▸ What you have to do: Locate the line that contains "photo below, one". Copy it and every following line through the end of the records, exactly, and include nothing else.

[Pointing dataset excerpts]
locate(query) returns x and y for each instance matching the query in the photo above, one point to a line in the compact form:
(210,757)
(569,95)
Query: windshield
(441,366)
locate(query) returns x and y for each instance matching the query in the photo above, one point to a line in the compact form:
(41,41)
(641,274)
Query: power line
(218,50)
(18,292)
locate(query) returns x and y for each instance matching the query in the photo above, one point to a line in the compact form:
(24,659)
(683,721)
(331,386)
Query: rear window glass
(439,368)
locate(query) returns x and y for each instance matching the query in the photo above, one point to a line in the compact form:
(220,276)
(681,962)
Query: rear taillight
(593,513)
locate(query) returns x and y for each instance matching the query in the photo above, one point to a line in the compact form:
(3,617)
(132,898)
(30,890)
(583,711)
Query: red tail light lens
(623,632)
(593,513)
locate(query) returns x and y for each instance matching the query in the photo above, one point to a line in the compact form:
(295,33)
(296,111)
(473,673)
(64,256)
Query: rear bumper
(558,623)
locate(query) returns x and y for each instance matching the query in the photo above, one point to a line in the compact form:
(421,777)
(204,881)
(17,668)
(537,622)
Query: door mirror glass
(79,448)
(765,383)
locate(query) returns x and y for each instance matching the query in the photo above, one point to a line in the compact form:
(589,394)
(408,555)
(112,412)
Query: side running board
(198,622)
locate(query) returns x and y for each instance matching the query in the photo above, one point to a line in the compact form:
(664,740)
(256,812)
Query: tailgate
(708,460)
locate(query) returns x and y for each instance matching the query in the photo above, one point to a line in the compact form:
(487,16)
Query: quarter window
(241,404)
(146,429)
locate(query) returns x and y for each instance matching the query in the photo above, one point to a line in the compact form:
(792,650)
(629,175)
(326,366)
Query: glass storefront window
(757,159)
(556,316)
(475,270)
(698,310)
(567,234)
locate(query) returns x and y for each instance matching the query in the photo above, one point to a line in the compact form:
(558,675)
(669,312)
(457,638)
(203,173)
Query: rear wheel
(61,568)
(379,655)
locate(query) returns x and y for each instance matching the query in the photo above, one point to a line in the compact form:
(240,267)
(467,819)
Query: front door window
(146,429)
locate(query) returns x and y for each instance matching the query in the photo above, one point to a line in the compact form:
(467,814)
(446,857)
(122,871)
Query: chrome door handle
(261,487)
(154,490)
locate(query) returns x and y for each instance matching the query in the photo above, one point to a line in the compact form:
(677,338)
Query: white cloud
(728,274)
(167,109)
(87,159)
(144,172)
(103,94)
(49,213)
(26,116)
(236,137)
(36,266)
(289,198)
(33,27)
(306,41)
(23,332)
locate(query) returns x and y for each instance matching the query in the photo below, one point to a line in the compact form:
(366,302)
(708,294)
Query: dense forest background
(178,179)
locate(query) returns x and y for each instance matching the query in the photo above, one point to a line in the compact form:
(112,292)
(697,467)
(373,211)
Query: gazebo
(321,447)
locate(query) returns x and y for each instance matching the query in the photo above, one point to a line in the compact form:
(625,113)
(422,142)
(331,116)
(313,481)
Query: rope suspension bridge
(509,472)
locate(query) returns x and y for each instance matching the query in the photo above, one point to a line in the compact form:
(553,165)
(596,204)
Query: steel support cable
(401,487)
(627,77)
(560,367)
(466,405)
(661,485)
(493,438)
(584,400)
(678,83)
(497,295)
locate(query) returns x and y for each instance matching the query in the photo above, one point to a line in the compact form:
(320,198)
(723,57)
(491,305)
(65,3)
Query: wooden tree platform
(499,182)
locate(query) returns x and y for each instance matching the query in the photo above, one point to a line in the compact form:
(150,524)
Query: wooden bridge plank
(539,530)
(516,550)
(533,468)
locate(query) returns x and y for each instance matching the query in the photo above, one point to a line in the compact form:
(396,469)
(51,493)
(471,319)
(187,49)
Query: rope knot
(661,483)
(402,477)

▸ Result of this exercise:
locate(query) returns x and y for each instance matching the query in the photo below, one point to a line in the compact form:
(366,302)
(708,294)
Query: dense forest background
(178,179)
locate(query) returns x and y for each instance matching the query in the photo above, one point to a line in the compact form:
(112,292)
(697,467)
(373,211)
Query: gazebo
(321,447)
locate(query) returns x and y for each instance matching the query in the photo above, one point to a line in the compact form:
(625,113)
(422,142)
(331,116)
(313,481)
Query: rope suspension bridge
(509,472)
locate(query) returns x and y for each instance matching the query in the photo above, one point to a line in the compact form:
(553,165)
(596,204)
Query: steel support cable
(401,487)
(627,77)
(560,367)
(466,405)
(661,485)
(493,438)
(584,400)
(678,83)
(497,295)
locate(query) returns x and y for each instance matching the query in the photo above, one point to a line in the compact form:
(320,198)
(723,57)
(491,305)
(65,3)
Query: wooden tree platform
(499,182)
locate(query) returns x and y for each instance matching the query in the photo above, one point to a line in the compact form:
(150,524)
Query: wooden bridge plank
(539,530)
(516,550)
(533,468)
locate(query) returns x and y for each instance matching the query in the photo above, one point to a line in the compact form:
(396,469)
(51,493)
(471,319)
(187,49)
Query: rope knot
(661,483)
(402,477)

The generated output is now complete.